Objective → Quote the items below word for word, starting at the very beginning and ending with the line that contains "pixel 208 318", both ends included.

-- start of Records for the task --

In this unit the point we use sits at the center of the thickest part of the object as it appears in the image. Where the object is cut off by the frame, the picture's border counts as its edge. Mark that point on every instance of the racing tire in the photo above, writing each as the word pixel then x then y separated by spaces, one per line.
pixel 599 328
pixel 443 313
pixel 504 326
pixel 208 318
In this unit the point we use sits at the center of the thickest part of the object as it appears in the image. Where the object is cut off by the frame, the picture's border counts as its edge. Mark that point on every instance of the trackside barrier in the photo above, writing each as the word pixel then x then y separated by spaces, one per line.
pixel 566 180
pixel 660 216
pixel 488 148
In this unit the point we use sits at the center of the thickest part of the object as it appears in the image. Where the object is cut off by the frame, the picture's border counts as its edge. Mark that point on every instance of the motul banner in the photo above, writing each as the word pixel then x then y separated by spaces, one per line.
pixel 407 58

-- end of Records for the task --

Complete output →
In this unit the point we use sits at the center of the thickest part of the object as it appears in the image. Where the object is cut off by the frame, the picture's border counts as its edge. Mark that point on every instance of the racing tire in the photo above, writing each as the word pixel then x then y separated by spaces, one per line.
pixel 599 328
pixel 443 313
pixel 504 326
pixel 208 318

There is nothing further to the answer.